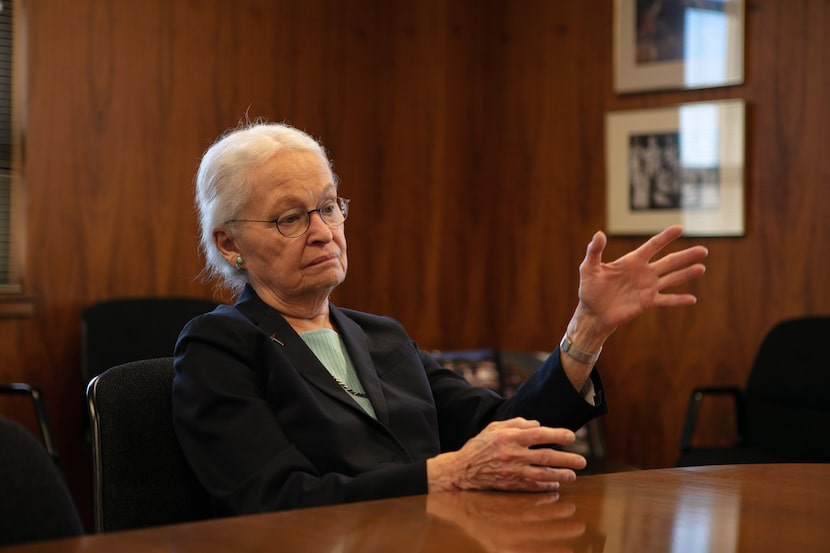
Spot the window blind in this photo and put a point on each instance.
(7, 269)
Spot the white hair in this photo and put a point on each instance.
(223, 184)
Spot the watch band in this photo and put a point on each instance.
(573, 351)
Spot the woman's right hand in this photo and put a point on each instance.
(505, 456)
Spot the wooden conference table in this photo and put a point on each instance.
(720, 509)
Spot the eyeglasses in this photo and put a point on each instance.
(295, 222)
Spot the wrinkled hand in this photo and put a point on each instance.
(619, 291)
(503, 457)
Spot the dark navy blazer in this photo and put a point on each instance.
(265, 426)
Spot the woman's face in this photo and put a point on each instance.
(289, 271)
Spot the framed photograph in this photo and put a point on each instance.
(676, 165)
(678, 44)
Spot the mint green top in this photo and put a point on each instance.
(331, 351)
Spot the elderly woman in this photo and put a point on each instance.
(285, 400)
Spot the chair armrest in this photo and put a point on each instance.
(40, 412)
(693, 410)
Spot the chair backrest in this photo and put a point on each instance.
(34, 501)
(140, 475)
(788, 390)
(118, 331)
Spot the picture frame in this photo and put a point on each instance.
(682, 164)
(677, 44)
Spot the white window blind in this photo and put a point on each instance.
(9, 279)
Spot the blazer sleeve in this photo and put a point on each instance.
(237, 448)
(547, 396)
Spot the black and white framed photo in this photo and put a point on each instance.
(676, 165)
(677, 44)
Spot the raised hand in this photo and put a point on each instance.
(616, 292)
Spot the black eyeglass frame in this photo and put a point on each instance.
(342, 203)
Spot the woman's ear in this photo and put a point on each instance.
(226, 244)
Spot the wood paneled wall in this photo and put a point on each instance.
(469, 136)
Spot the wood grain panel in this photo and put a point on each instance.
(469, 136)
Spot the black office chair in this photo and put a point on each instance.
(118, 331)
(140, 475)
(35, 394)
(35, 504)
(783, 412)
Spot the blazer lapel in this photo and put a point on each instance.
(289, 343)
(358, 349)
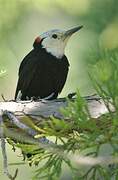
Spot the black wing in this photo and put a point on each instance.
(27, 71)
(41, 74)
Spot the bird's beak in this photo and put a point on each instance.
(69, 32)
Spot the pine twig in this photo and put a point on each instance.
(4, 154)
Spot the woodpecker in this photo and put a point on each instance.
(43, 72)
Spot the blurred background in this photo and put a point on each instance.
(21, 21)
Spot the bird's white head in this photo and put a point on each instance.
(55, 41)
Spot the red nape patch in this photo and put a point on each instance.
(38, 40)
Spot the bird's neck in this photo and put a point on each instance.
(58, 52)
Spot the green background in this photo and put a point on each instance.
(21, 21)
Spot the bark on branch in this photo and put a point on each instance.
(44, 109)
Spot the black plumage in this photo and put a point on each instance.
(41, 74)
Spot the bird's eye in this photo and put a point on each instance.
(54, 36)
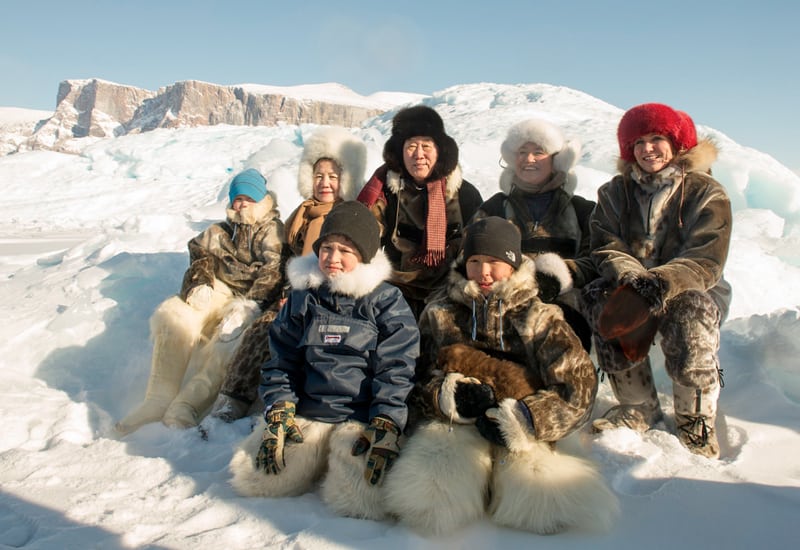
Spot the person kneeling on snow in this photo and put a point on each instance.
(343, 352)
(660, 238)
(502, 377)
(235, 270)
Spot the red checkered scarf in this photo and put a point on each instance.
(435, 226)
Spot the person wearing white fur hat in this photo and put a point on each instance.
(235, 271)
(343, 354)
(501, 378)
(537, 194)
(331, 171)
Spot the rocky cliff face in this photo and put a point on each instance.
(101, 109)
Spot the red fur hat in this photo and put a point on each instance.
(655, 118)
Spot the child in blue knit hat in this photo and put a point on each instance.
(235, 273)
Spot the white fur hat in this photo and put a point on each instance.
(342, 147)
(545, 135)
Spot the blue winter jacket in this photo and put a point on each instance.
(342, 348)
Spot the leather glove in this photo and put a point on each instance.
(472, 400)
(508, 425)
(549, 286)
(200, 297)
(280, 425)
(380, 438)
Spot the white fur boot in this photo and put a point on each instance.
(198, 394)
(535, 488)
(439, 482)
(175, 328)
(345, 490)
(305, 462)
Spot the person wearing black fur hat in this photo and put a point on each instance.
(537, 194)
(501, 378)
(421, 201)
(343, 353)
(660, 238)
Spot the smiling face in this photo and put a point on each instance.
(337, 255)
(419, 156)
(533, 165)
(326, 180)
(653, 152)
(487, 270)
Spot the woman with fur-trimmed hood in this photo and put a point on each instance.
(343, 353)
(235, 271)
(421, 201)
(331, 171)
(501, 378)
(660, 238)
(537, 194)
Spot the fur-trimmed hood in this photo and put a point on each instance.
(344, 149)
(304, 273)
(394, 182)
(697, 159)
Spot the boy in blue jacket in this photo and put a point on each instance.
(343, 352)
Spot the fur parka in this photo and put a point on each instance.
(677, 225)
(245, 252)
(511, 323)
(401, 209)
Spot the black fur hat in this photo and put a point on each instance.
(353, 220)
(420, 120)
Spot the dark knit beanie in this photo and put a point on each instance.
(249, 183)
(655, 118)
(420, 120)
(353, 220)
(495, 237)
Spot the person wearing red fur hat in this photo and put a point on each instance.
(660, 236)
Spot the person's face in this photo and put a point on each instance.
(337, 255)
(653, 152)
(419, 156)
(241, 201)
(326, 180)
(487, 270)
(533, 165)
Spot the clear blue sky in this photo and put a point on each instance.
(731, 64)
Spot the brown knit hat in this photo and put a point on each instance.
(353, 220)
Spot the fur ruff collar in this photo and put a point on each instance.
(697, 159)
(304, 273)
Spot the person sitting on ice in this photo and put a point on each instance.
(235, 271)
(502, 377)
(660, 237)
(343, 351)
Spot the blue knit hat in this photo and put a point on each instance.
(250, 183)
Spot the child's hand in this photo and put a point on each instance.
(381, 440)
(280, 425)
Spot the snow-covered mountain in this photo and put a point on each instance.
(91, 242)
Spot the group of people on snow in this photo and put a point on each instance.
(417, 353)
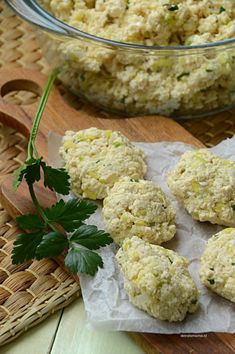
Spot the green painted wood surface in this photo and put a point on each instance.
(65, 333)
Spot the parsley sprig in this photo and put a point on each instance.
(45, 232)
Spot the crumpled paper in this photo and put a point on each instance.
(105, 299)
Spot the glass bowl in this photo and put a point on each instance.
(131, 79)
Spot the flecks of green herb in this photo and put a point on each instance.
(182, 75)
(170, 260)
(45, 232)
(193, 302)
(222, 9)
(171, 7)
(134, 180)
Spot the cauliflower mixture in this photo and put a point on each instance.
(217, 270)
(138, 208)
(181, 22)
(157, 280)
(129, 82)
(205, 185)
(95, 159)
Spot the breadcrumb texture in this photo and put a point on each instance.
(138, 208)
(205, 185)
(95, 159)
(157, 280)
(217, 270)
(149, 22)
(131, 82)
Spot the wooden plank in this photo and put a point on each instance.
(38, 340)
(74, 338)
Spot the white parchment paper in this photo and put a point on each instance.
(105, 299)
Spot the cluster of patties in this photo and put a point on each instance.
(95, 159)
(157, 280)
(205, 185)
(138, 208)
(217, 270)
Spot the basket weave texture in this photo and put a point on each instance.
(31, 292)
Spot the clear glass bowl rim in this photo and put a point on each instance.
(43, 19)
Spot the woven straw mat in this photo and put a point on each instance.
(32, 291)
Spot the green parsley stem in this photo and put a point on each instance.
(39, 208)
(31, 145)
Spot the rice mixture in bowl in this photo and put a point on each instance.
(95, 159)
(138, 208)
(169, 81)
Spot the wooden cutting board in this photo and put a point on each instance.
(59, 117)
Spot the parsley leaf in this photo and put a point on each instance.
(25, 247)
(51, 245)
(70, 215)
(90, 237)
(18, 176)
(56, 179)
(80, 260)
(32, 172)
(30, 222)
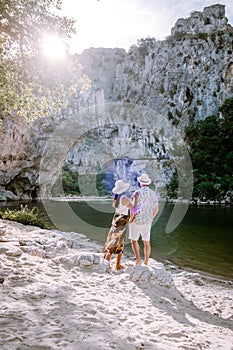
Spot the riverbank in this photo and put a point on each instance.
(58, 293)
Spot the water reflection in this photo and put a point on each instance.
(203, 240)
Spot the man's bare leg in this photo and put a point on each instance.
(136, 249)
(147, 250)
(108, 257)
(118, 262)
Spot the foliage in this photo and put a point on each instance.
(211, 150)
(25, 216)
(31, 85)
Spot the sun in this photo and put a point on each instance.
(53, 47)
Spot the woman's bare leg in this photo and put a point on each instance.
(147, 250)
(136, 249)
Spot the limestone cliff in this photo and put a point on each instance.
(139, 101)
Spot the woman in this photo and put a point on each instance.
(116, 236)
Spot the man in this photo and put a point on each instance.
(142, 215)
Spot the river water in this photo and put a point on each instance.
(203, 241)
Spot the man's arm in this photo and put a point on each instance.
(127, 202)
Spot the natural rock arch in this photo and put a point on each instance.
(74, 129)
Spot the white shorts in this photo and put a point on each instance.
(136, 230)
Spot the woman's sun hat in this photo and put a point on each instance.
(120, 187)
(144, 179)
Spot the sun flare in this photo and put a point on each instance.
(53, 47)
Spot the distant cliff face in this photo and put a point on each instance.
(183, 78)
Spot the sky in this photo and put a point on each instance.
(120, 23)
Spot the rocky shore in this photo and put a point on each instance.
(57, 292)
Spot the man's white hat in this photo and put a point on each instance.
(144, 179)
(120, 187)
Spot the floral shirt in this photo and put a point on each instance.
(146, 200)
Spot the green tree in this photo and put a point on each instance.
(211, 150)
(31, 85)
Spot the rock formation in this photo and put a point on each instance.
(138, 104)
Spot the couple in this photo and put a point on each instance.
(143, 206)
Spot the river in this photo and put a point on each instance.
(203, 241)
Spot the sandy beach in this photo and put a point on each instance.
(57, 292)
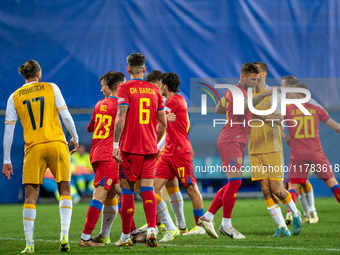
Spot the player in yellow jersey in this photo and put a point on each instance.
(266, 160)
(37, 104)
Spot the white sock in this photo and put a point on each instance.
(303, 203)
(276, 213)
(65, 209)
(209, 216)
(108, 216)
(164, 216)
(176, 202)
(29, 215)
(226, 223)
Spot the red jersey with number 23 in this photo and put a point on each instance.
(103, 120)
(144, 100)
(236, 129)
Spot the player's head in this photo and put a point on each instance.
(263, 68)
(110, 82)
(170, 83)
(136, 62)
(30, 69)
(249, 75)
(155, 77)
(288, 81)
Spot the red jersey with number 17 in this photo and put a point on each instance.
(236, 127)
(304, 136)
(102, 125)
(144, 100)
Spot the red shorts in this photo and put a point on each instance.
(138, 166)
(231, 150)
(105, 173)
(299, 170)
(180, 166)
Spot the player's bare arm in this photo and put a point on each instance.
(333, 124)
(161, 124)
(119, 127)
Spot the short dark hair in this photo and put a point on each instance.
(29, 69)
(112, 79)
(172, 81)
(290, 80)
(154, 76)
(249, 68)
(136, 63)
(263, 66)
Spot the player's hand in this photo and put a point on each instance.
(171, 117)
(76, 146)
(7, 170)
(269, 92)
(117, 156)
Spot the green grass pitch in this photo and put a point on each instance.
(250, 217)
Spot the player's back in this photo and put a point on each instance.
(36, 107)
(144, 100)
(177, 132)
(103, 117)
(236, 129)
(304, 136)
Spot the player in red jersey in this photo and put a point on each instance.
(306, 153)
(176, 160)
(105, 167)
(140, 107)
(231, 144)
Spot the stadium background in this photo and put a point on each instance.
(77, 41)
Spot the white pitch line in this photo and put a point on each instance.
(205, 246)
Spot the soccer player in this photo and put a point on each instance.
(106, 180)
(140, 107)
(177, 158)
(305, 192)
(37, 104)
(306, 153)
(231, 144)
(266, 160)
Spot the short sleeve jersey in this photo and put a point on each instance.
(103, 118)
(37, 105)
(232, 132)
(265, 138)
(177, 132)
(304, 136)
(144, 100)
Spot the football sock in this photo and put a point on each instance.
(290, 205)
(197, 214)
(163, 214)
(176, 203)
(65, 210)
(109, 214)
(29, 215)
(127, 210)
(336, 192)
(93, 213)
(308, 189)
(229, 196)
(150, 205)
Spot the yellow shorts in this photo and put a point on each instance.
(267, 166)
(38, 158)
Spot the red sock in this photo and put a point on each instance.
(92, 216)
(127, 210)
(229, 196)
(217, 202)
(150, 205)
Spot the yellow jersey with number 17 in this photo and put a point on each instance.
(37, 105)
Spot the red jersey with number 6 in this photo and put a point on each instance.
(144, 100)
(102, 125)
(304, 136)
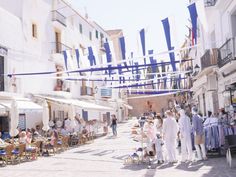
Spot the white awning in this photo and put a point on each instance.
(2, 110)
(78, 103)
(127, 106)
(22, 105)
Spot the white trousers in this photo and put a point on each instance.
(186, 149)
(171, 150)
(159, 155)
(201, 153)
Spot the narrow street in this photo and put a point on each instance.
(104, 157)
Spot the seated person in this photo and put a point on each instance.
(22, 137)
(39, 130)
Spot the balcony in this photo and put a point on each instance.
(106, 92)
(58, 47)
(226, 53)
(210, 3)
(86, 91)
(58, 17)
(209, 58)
***
# [Problem statement]
Everything from the line with "Spot the stadium" through the end of the records above, and nothing else, is to be quoted exactly; please leave the pictures out.

# [Response for this exercise]
Spot the stadium background in this photo and put a point on each instance.
(77, 41)
Spot the white pitch line in this photo and put a point on each instance.
(205, 246)
Spot the soccer player in this photo and put a point on each instance.
(106, 180)
(140, 107)
(177, 158)
(305, 192)
(37, 104)
(306, 153)
(231, 144)
(266, 160)
Spot the short sleeve jersey in this photo and put a point on each instance.
(103, 118)
(37, 105)
(232, 132)
(265, 138)
(177, 132)
(304, 136)
(144, 100)
Spot the football sock in this photo and put a point on each instance.
(290, 205)
(197, 214)
(163, 214)
(176, 203)
(65, 210)
(109, 214)
(29, 215)
(127, 210)
(336, 192)
(93, 213)
(308, 189)
(229, 196)
(150, 205)
Spot the yellow shorts in this photo and put a point on each instance.
(267, 166)
(38, 158)
Spot the red sock in this photo and put a point on each instance.
(92, 216)
(127, 210)
(229, 196)
(217, 202)
(150, 205)
Spot the yellow jersey with number 17 in this photo and put a point on each instance.
(37, 105)
Spot the red jersey with number 6 in this photo and put a point on each instance.
(144, 100)
(102, 125)
(304, 136)
Spot the white awning in this photo and put a point on each instance.
(2, 110)
(78, 103)
(127, 106)
(22, 105)
Spot the white trousers in this photo and put a point on each instance.
(186, 149)
(171, 150)
(159, 155)
(201, 153)
Spot the narrow street in this photo and put a point on each instance.
(104, 157)
Spot the seated person in this photo and put a point on each instance.
(22, 137)
(39, 130)
Spot the balcony in this photo and put a point on each instance.
(106, 92)
(58, 47)
(226, 53)
(210, 3)
(86, 91)
(58, 17)
(209, 58)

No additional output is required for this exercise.